Reproduce the lines below word for word, leaving out the pictures.

Material to process:
^^^^^^^^

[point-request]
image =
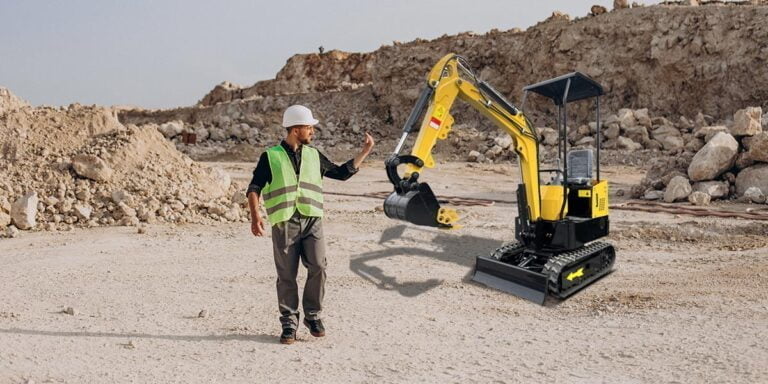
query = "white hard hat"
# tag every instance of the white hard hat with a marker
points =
(298, 115)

^^^^^^^^

The output:
[point-request]
image =
query = "white hard hat"
# tag every instance of the white hard hat with a marker
points =
(298, 115)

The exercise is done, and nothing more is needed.